[Start of RECORDS]

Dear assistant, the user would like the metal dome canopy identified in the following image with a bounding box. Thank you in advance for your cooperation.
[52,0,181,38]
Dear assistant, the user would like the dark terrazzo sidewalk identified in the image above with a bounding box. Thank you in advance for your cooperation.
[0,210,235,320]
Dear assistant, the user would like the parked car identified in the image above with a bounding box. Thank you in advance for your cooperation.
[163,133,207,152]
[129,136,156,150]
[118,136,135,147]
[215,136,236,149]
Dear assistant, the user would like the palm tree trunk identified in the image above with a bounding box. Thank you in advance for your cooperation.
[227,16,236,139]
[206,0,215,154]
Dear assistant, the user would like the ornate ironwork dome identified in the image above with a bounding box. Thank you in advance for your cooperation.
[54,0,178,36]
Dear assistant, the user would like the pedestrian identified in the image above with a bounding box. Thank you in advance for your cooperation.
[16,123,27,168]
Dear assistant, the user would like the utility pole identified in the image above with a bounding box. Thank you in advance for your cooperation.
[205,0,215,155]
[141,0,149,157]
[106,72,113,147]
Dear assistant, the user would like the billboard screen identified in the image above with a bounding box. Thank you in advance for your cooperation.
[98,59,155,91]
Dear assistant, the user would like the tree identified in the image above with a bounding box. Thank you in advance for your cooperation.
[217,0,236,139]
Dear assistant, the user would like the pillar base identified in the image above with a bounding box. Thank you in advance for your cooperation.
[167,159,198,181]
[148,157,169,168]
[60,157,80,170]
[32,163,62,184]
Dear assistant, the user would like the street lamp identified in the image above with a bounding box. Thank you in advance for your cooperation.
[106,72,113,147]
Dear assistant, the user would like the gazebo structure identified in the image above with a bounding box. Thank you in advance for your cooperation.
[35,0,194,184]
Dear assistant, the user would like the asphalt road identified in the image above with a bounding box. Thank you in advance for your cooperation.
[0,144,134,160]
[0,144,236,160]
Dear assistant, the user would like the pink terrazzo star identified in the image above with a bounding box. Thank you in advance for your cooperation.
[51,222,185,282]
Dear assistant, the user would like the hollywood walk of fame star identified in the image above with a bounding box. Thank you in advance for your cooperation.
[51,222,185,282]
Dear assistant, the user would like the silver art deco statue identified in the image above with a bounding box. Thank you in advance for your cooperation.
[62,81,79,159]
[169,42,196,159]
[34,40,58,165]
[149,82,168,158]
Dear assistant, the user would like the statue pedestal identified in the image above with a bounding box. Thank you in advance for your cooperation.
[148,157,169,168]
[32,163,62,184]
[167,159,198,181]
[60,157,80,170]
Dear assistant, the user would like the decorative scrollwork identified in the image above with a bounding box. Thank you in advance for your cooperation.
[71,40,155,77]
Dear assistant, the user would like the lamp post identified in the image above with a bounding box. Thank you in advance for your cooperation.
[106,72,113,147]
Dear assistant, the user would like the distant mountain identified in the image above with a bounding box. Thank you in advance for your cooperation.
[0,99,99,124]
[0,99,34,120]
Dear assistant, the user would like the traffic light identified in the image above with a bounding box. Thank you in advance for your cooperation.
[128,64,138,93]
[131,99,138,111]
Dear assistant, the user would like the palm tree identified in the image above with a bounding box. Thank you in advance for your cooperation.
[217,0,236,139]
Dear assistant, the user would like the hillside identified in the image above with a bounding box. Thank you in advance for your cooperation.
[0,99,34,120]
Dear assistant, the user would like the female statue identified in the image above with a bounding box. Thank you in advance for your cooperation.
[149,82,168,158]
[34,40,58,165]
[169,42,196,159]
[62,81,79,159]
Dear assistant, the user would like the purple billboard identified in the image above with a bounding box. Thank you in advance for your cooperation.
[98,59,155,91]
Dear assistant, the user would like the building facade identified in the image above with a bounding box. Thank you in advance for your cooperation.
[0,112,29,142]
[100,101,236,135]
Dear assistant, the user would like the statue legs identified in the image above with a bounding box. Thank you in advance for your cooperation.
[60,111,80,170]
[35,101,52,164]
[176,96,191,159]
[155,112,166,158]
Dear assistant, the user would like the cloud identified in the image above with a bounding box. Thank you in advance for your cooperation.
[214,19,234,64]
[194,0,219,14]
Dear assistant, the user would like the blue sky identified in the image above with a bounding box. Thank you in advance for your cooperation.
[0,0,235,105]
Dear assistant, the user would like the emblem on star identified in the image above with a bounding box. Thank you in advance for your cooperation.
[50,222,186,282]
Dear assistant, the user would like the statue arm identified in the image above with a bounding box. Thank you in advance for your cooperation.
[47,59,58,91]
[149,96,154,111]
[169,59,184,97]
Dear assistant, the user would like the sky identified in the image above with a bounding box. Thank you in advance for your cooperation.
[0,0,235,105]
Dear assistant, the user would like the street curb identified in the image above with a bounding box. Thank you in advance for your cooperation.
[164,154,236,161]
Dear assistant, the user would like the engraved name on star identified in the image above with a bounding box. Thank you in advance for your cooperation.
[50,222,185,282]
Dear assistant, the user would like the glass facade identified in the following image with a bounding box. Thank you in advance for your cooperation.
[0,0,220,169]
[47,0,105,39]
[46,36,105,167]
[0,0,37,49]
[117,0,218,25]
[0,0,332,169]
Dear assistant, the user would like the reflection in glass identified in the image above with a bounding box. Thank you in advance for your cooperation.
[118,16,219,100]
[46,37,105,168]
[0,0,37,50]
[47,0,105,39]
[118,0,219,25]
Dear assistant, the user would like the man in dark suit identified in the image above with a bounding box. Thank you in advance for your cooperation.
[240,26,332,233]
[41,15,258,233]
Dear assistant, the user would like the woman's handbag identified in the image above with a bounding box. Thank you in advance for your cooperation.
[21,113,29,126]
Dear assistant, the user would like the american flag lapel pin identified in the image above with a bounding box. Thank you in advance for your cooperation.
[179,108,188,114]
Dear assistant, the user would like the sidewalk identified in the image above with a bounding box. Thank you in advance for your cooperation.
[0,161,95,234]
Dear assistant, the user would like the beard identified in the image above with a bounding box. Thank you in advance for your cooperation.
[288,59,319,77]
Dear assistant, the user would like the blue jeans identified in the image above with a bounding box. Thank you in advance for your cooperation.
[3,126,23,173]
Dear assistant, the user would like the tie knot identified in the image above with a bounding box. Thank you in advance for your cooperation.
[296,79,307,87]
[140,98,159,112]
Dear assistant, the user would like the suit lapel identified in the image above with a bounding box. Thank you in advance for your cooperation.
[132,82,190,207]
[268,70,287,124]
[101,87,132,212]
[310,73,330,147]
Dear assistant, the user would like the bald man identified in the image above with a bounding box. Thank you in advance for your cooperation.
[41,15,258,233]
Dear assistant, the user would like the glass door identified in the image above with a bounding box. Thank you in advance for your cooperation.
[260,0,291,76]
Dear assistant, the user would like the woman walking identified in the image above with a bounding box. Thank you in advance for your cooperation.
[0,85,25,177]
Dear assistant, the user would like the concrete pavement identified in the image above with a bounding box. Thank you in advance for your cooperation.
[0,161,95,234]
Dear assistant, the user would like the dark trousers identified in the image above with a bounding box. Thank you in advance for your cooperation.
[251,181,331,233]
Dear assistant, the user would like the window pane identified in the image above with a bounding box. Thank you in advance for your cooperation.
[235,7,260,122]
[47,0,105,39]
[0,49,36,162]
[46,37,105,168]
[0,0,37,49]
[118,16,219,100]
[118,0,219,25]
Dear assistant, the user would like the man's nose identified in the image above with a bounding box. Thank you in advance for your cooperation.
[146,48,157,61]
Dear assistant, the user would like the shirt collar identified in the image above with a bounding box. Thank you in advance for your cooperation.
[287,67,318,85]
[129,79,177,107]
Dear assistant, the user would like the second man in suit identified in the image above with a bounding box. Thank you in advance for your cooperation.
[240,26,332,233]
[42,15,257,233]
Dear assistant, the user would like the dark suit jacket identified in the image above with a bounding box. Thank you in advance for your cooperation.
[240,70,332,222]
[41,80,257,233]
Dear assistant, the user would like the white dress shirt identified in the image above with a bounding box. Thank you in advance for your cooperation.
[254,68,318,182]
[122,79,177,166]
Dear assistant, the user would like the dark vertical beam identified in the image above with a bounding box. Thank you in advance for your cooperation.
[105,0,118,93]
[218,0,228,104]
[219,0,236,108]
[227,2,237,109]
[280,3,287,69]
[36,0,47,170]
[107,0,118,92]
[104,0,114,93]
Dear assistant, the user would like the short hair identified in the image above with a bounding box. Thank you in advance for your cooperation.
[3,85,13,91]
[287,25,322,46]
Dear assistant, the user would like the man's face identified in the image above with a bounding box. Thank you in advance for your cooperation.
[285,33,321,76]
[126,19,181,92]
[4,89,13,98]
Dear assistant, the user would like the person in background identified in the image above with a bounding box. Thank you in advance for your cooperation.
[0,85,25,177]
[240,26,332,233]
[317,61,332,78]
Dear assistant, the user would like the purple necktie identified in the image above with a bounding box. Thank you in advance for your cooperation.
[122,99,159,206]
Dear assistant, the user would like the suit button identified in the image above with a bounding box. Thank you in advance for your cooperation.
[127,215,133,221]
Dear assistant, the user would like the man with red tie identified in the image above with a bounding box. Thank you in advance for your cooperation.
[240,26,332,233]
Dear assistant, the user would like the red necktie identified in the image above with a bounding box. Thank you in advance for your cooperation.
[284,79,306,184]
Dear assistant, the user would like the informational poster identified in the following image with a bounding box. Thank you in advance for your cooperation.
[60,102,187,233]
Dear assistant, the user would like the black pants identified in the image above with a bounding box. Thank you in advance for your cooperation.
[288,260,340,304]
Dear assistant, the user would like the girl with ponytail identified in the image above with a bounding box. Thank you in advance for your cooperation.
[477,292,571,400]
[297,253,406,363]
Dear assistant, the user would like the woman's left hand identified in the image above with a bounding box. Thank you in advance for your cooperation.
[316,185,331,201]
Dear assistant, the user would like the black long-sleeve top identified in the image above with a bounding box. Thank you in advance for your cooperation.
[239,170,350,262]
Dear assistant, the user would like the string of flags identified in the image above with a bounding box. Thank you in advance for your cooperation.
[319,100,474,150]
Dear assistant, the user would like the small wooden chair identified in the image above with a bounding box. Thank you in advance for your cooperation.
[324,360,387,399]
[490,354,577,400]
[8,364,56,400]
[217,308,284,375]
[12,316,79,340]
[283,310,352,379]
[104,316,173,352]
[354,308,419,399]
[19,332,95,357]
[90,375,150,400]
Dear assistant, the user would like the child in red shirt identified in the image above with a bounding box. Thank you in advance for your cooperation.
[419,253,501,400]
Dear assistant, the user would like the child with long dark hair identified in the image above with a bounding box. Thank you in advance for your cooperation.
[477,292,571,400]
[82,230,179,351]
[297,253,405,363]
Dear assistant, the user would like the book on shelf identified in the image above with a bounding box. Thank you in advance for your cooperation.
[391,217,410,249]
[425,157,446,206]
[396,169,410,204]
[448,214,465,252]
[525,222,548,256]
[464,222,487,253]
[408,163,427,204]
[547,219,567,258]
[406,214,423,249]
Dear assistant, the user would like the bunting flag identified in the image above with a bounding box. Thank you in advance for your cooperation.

[End of RECORDS]

Rewrite the entries from the line with "Dear assistant, the user would like the palm tree identified" to the line with "[50,222,185,282]" as a two-column CSV headed entry and answer, with one row per entry. Put each entry's text in one quoted field and its answer in another, replacing any line breaks with spaces.

entry,answer
"Dear assistant, the user would like the palm tree identified in the image above with a bounding box. Thank you in advance for your cooperation.","[217,0,236,139]"
"Dear assistant, the user would like the hillside identified in the image above with a bounding box. Thank you in advance for your cooperation.","[0,99,34,120]"
"Dear assistant, the user would like the female statue identified in the image above with a bounding box. Thank you in advance for your cooperation.","[149,82,168,158] [34,40,58,165] [169,42,196,159] [62,81,79,159]"
"Dear assistant, the user would like the purple billboard identified in the image above with a bounding box. Thank you in advance for your cooperation.","[98,59,155,91]"
"Dear assistant, the user would like the building facade identified in the image above with a bounding box. Thank you in advance for your cooperation.","[0,112,29,142] [100,101,236,135]"
"Dear assistant, the user would like the statue legs identified in the image above with a bounding box. Thank you in advance for your cooperation.","[60,111,80,170] [35,101,52,164] [176,96,191,159] [155,112,166,158]"
"Dear assistant, the user would like the cloud identified in the image above with a bounding box. Thank you in advance for your cooperation.","[214,19,234,64] [194,0,219,14]"
"Dear assistant, the user would like the blue sky identified in the image above with a bounding box. Thank you in advance for your cooperation.","[0,0,235,105]"
"Dear assistant, the user would like the emblem on star identified in the image above with a bounding box. Thank you in advance for your cooperation.","[50,222,186,282]"
"Dear assistant, the user would like the statue arm identified in the image above with a bounding box. Thank you in advance for your cooperation.","[47,59,58,91] [149,96,154,111] [169,59,184,97]"
"Dear assistant, the user would like the sky identified in the image above with a bounding box. Thank you in advance for your cooperation.","[0,0,235,105]"
"Dear assistant, the user would like the street curb identified in the image above with a bounding box. Thank you in advance for your cooperation.","[164,154,236,161]"
"Dear assistant, the user would like the engraved name on star identified in the image above with a bounding box. Thank you in advance for your cooperation.","[50,222,185,282]"